**Task statement**
Write out every entry, unchanged. Skip any picture.
━━━━━ The data ━━━━━
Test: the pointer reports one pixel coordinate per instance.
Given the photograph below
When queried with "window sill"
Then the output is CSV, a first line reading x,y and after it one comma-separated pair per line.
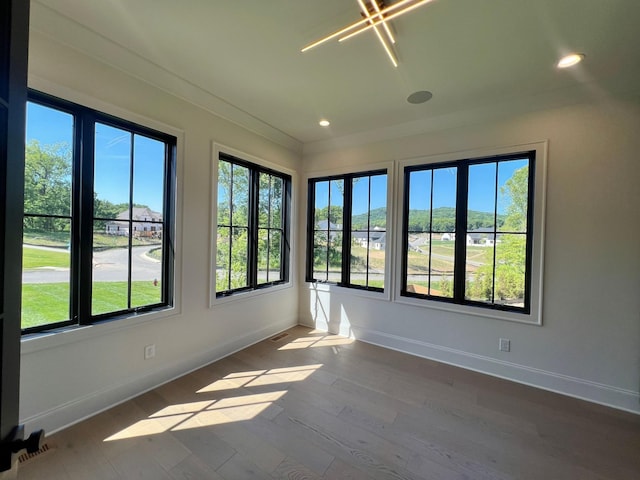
x,y
533,318
246,295
59,337
338,289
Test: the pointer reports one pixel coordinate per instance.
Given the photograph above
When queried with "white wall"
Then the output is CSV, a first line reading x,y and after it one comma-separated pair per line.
x,y
70,375
589,343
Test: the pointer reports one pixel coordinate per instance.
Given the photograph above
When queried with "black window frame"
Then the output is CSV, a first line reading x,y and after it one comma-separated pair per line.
x,y
82,213
253,227
462,186
345,273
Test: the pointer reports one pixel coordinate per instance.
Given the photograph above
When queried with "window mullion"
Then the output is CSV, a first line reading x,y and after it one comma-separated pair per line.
x,y
346,230
254,185
311,228
131,223
83,274
460,257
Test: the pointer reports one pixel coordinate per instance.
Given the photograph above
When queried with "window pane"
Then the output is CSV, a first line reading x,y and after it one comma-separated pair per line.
x,y
479,272
510,269
335,257
320,248
442,264
223,259
48,161
146,266
264,200
224,193
110,282
148,175
379,201
275,255
46,263
46,275
359,258
482,198
368,234
263,255
112,170
277,193
444,200
418,263
240,195
321,208
336,203
239,258
513,178
419,201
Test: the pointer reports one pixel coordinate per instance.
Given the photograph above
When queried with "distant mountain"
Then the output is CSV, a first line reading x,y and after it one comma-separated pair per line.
x,y
443,219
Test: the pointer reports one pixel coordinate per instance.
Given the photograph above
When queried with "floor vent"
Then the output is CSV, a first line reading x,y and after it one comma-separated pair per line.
x,y
26,457
280,336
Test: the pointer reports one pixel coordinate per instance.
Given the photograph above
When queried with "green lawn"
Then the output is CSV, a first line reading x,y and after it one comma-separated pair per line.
x,y
61,239
36,258
44,303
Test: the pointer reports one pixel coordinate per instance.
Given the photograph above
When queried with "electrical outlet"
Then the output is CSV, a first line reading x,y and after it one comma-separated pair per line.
x,y
149,351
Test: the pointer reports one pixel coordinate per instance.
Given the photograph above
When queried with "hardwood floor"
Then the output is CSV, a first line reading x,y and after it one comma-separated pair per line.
x,y
313,405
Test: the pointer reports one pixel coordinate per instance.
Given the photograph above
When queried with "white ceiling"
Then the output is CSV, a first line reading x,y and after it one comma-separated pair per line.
x,y
241,58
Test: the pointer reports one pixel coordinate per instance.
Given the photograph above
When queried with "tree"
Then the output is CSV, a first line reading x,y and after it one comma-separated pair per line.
x,y
47,187
507,277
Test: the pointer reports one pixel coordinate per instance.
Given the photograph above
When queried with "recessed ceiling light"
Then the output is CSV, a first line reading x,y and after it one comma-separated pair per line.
x,y
420,96
570,60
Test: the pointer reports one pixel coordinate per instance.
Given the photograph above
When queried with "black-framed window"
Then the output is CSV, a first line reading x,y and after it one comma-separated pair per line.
x,y
252,235
98,216
468,231
347,230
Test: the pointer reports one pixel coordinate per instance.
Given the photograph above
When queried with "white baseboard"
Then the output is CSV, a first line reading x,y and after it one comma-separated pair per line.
x,y
608,395
78,409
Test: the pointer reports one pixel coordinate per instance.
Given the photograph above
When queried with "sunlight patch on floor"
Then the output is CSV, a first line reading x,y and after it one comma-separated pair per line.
x,y
261,377
233,408
317,341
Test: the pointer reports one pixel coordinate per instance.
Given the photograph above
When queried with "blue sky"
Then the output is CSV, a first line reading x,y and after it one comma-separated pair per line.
x,y
112,156
482,186
482,189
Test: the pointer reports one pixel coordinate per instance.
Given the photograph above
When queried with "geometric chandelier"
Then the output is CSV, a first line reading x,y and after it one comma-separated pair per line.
x,y
376,17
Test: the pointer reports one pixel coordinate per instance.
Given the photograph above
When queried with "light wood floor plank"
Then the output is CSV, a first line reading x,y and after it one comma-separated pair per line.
x,y
318,406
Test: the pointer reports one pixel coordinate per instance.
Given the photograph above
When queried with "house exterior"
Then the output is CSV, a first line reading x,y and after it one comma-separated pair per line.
x,y
146,223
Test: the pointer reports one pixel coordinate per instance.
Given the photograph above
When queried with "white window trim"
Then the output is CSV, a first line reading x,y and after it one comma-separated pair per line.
x,y
391,237
539,207
75,333
216,150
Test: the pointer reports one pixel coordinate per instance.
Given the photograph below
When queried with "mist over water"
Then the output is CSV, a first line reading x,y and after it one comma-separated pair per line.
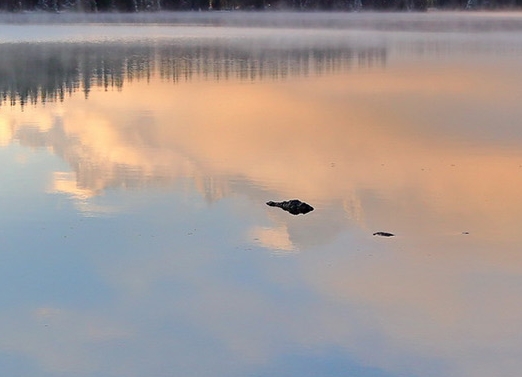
x,y
139,152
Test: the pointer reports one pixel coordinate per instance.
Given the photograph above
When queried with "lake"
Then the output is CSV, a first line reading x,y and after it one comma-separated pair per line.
x,y
139,152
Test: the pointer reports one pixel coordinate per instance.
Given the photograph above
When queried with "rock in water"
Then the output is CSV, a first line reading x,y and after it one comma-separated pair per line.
x,y
384,234
294,206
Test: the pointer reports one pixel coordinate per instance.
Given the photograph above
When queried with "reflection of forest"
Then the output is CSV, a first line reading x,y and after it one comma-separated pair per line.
x,y
32,73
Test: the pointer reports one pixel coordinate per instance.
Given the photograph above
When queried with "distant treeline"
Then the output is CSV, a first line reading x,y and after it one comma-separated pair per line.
x,y
174,5
40,73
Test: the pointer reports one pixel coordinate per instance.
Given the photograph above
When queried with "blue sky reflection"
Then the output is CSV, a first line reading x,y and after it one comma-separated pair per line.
x,y
136,239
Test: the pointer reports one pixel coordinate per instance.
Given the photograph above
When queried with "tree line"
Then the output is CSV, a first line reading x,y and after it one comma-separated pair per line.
x,y
206,5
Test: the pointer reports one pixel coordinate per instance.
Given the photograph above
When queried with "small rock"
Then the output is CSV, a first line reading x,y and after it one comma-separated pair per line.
x,y
294,206
384,234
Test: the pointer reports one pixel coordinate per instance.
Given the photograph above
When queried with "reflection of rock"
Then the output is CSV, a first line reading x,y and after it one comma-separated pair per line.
x,y
295,207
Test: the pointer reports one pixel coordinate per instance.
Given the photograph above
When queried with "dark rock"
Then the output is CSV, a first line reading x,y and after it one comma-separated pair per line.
x,y
295,207
384,234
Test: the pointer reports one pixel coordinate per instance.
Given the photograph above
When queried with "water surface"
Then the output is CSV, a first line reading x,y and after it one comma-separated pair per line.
x,y
137,164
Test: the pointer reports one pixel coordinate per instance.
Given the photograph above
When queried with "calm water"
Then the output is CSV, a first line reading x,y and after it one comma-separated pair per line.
x,y
137,161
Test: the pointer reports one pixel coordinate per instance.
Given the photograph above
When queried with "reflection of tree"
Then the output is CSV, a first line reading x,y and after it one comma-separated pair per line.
x,y
32,73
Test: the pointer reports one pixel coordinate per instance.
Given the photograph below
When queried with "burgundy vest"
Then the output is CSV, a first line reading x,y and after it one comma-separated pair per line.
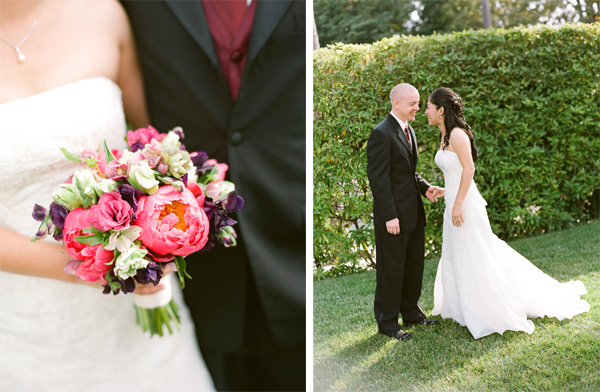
x,y
230,23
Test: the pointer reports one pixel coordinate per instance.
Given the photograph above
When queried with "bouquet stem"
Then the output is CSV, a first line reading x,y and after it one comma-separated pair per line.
x,y
155,310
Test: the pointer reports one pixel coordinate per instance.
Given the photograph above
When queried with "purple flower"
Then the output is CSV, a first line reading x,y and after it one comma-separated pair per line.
x,y
58,214
138,145
151,274
233,202
130,195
━━━━━
**Task answer**
Test: the pointer reports one pixel coordinate per instance.
Given the photograph below
When queried with "window sill"
Then the output is CSV, a first line reading x,y and after it one comma-separated pair per line.
x,y
533,318
246,295
59,337
338,289
Test: the pointer reports one pixel coordinate per instance.
Given the photograph above
When queried with "white wall"
Then the output is CSV, a first line reading x,y and after it one comma-separated pair per line.
x,y
70,375
589,343
Test: the pointer reports one pixel coordinate per instance.
Given the photograph above
When queried with "black window frame"
Then the output is CSV, a first line reading x,y and after it one comma-separated pair per line.
x,y
82,213
253,227
462,186
345,273
Test: the pointer reports one pixel coordinate per instance.
Given the photograph above
When queried with "window mullion"
Then the output is CSV, a first line reading x,y and after it one comma-separated pair per line.
x,y
346,230
254,185
311,228
131,223
83,274
460,257
Test: the pointer reports one pixel coordinate per instance.
Given the photograph above
When queried with "window pane"
Then the output is CSV, a first line reading x,y and after it one comma-separated pair per line.
x,y
479,272
510,269
335,257
320,248
442,264
223,259
48,161
146,266
264,200
224,193
110,282
148,175
379,201
275,255
46,263
46,275
359,258
482,198
368,234
263,255
112,170
277,193
444,200
418,263
240,195
321,208
336,203
239,258
513,178
419,201
Test: the pointer reports one pixel coordinate per instance.
Given the photograph above
When queried with "distant mountain"
Then the output is CSV, a first line reading x,y and after it one comma-separated pair per line.
x,y
443,219
Test: the pointer reports one pixel coordinate per instance.
Given the photograph above
When queried with "floor vent"
Then the output is CSV, a first line reading x,y and after it one comma-separated pair per line.
x,y
26,457
280,336
Test: the pointer reports one pixel coordinate per instance.
Given the photograph above
When queried with "green lawn"
Then the output is CSV, a first line reading x,y and after it one comma-separated pair per line.
x,y
61,239
36,258
44,303
Test: the pointer reports one pixel coordinate per instance.
Given the photograph above
When queried with "electrical outlet"
Then the output is CSV, a first line reading x,y and after it one comma-separated pair per line.
x,y
149,351
Test: the pointer reports one pixel coordinate per instance.
Given the photograph above
When queried with "hardwood floor"
Then the output is CSV, a first line reading x,y and after it one comma-separated pair per line.
x,y
313,405
Test: the pointer reports one pixel coordinate per instance.
Given the photograph above
When queried with "white ceiling"
Then the output is CSV, a first line reading x,y and after it one comma-separated pair per line.
x,y
241,58
Test: the pointer reports one pixel coordinate per instance.
Given the photograph above
When queried with "tree"
Then the output is CSV, a first line reading x,y and after it one comma-separated pair per line.
x,y
47,187
507,277
Test: the pointer reports one pixel coordinate per instance.
Given the photograph above
When queried with "recessed ceiling light"
Then the output is CSV, a first line reading x,y and after it one comma-separated pair per line.
x,y
420,96
570,60
Test: the pointer reports one pixel coordinate per instance.
Given the photograph above
When queried with "black-framed window"
Then the output is CSV, a first line reading x,y and after it one comma-separated pair per line.
x,y
252,235
98,216
468,231
347,230
Test: the pointer reports one pixel coordinate per instance.
Given the photograph above
When queried with "white baseboard"
Then the output is CSV, a first line reading x,y and after it one comma-separated pair per line.
x,y
608,395
78,409
Test: the pointer reports one pixel coordinate per instance.
Given the photograph above
When queried with "sunlight patch on floor"
Then the output is CSV, a first line reading x,y and after it one comma-separated pair per line.
x,y
261,377
233,408
317,341
Test: the pointer reports one pixel coordinate per instance.
Given the photograph above
When queried with "blue sky"
Then the output is CSV, a first line reading x,y and after it one comma-separated pair per line.
x,y
112,156
482,186
482,189
Test: the pointer reports one pixel coordinate per instance.
Given the photograph above
When queried with "geometric chandelier"
Then the output is CSV, a first line reading x,y and after it one comma-separated pair per line.
x,y
376,17
Test: the pointer reports one pixel coordinate per instance.
Given the photograph above
When queried with "light wood floor plank"
Then the output is CSV, a first line reading x,y and after it one comma-separated pair per line.
x,y
318,406
Test: the pointer reports one pixel coordinate per instance.
Given the photograph above
When queried with "house exterior"
Then the output is CSV, a first line reading x,y and after it one comma-separated pair per line.
x,y
146,223
Test: the pointer reports one pixel coordinate per instance.
Given the photograph above
When queried with "white window trim"
Then the output is CSV, a first line reading x,y and after it one comma-separated pair per line.
x,y
391,237
539,207
75,333
216,150
Test: the pointer reports one pixel coordinate per instance.
Given the photograph below
When queried with "mist over water"
Then the output is CSV, a first line reading x,y and after it one comma-separated pair per line.
x,y
139,152
Test: the pointer reports one pixel coordinate per instance.
Given the photograph above
When queried with "lake"
Then the output is CSV, a first line reading x,y and after it one comma-separated pair per line.
x,y
139,152
Test: the pointer reports one pixel coordinate per instance.
Given the photograph above
When queried with "rock in water"
Then the output is CSV, a first line reading x,y and after it one comma-separated pair per line.
x,y
384,234
294,206
Test: the pointer reports one pixel coordinate per instance.
Given the photograph above
When queried with "reflection of forest"
Then the output is CSV, a first line reading x,y and after it one comma-separated pair per line.
x,y
32,73
Test: the pointer reports one pixel coordinate per instance.
Given the photograph above
When queried with "distant treeline"
Then the output is CSV, a first line reading x,y and after it one comma-separated pair per line.
x,y
174,5
40,73
Test: the pointer reports one pixel coordinate per instance.
Given the photograph above
When queried with "blue sky reflection"
Then the output is CSV, a first line reading x,y and after it one comma-separated pair per line.
x,y
136,239
Test: the pointer reports one pixel coordinate per instance.
Given the photograph above
When queried with "tree line"
Then the output is CSV, a first line reading x,y and after it one comma-separated pair per line.
x,y
206,5
Test: the pointer reports one pixel coordinate per instance.
Given the photograph above
When queried with "small rock"
Then the output is CSV, a first line reading x,y and after it one comma-separated pair per line.
x,y
294,206
384,234
Test: the pointer reports one pixel coordinate per instance.
Given the photograph above
When queried with "reflection of rock"
Then the output is CSV, a first line reading x,y and after it one comma-separated pair per line.
x,y
295,207
Test: the pointer reports one pixel coordinate per instance.
Given the photograph above
When queried with "dark rock"
Then the output is CSV, a first line reading x,y and after it one comma-separated pair per line.
x,y
295,207
384,234
Test: the pointer reports one pixel coordinate per instance.
Given the photograph above
When queried with "water surface"
Then the output is CSV, a first line reading x,y and after it one comma-separated pair per line.
x,y
137,164
Test: the pointer reports one pixel coordinate per instance.
Given the photograph above
When queried with "calm water"
Then the output is CSV, a first line reading x,y and after it one comma-separated pair per line.
x,y
137,161
Test: the pointer reports one pixel coordinate per instance.
Given the photograph above
When queried with "reflection of tree"
Then the output is CSV, a first line reading x,y and after it one comma-separated pair per line.
x,y
32,73
Test: the pointer reports one pixel coordinate per instance.
Given the photograph below
When queried with "burgundy vest"
Then the output is CSV, a first line reading x,y and after it one comma-separated pair per line.
x,y
230,23
Test: the pointer reports one pixel coordinate per instance.
Given the photograph above
When queried with "bouquet stem"
Then the output is CSV, a first line reading x,y and after it one comma-separated pair per line.
x,y
155,310
Test: the pointer reports one pixel coordinate per instance.
Given the photograph above
When queried with "purple flower"
Then the output is CSV, a first line reading x,y and after it one comma-separated pair per line.
x,y
58,214
138,145
151,274
233,202
130,195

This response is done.